Work request: Every line of the data should be retyped with no difference from the original.

Provided information:
★ ★ ★ ★
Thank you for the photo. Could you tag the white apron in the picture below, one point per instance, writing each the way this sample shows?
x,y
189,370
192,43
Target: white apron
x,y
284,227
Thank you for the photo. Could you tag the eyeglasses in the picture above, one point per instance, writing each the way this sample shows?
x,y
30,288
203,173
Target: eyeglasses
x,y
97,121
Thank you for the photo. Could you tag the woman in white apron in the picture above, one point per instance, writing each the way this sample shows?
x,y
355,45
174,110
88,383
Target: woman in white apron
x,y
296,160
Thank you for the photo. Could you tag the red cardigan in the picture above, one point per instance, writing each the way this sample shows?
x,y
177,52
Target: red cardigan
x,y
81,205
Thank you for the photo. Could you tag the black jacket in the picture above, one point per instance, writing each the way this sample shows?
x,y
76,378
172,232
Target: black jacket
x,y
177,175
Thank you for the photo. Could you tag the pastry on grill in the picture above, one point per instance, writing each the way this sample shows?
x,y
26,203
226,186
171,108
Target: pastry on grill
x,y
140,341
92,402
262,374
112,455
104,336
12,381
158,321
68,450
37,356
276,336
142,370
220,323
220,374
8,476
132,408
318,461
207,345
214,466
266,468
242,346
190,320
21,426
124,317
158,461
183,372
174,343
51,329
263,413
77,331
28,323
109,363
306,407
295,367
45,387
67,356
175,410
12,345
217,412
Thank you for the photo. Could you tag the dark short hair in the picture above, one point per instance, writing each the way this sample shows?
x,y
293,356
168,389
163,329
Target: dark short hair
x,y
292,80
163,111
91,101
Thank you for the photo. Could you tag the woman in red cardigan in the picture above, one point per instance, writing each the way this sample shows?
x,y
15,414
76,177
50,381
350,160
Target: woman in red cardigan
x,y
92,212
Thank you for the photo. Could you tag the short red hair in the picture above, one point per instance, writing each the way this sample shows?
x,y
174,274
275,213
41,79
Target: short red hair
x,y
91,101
★ ★ ★ ★
Result:
Thank you for the photo. Could you tag the white apron in the picture below, one point per instance, writing each the way this sample shows?
x,y
189,370
192,43
Target: white apron
x,y
284,227
Thank you for the photo. Could you tag the eyeglasses in the picture above, one point per instance, writing each the way this sample shows?
x,y
30,288
203,173
Target: eyeglasses
x,y
97,121
Thank you for the photo. Could you tag the woman in white apron in the picture above, one point per instance, writing each the way this sample shows?
x,y
355,45
174,110
88,383
Target: woman in white apron
x,y
296,160
Thank you for the photo. Could you tag the red cardigan in the picture above, one point per instance, writing each the way this sample shows?
x,y
177,52
Target: red cardigan
x,y
81,205
Thank you for the photo. Could you tag the black jacket in the picture above, one point per instance, writing each the way this sample shows?
x,y
76,378
172,232
Target: black jacket
x,y
177,175
Thank you for the photo. Could you tag the pastry on grill in the picture above, one point per instance, writing each the way this sample shows?
x,y
26,203
226,186
171,108
Target: pastry on grill
x,y
140,341
92,402
262,374
112,455
104,336
12,381
158,321
68,450
37,356
276,336
142,370
220,323
220,374
8,476
132,408
318,461
207,345
214,466
266,468
242,346
190,320
21,426
124,317
158,461
183,372
174,343
51,329
263,413
77,331
28,323
109,363
306,407
295,367
45,387
67,356
175,410
12,345
217,412
Thank you for the photo. Could you tag the dark short hair in the picture above, one point per instance, writing each the way this sample shows?
x,y
293,356
168,389
163,329
Target: dark short hair
x,y
292,80
163,111
91,101
Thank you for the photo. Could you tag the woman in red cardigan in the picture above, one point per instance, writing each the way this sample shows?
x,y
15,414
76,177
50,381
350,160
Target: woman in red cardigan
x,y
92,212
Thank you for the photo. Could you tag the short red hair in the picture above, one point per instance, writing each the way this sample shows?
x,y
174,274
275,213
41,79
Target: short red hair
x,y
91,101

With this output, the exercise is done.